### SELECTED TEXT
--------

How to solve COVDSMPL (June long challenge problem) optimally

Simplest approach I think just iterate over n*n matrix and query for sub matrices of 1 size… Amd check for answer to thr query…
Further you can optimise the solution bh keeping total counts of 1’s in whole matrix and keep track of how many times 1 occur and breaks the loop when count become zero.
I didn’t get Ac but it was giving WA

Here is my approach. (44/100)

first query for whole matrix get total 1s
now find rows and colms in following way.
query for row 2 to n and colms 1 to n subtract from tot got row1( add it to sum )
query for row 3 to n and colms 1 to n row2=total-query-sum (add row 2 to sum)
repet untill n/2 and for remaning n/2 start from reverse (n to n/2)

same for colms.

try to fill matrix as much as you can
if row[i]=0 fill whole row with 0 or row[i]=remaining in row[i] fill whole with 1s

Last step.

--------

### INFORMATION SUPPLIED
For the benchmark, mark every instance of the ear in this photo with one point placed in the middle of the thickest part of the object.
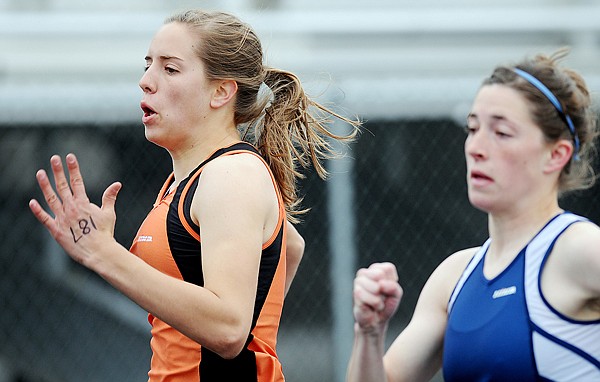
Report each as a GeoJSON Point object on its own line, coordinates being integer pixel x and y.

--------

### GIVEN REQUEST
Write out the passage of the COVDSMPL thread word for word, starting with "Simplest approach I" and going on through "reverse (n to n/2)".

### EXERCISE ANSWER
Simplest approach I think just iterate over n*n matrix and query for sub matrices of 1 size… Amd check for answer to thr query…
Further you can optimise the solution bh keeping total counts of 1’s in whole matrix and keep track of how many times 1 occur and breaks the loop when count become zero.
I didn’t get Ac but it was giving WA

Here is my approach. (44/100)

first query for whole matrix get total 1s
now find rows and colms in following way.
query for row 2 to n and colms 1 to n subtract from tot got row1( add it to sum )
query for row 3 to n and colms 1 to n row2=total-query-sum (add row 2 to sum)
repet untill n/2 and for remaning n/2 start from reverse (n to n/2)